Transcribe exactly, and only, the lines from the one containing "Given the photograph above." through the last line of the data.
*** ENTRIES PROVIDED ***
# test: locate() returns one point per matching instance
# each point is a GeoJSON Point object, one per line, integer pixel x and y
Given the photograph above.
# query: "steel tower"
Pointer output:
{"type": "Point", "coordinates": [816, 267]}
*** End of ENTRIES PROVIDED ***
▶ **ANSWER TO THIS TASK**
Given the photograph above.
# query: "steel tower"
Pointer output:
{"type": "Point", "coordinates": [816, 267]}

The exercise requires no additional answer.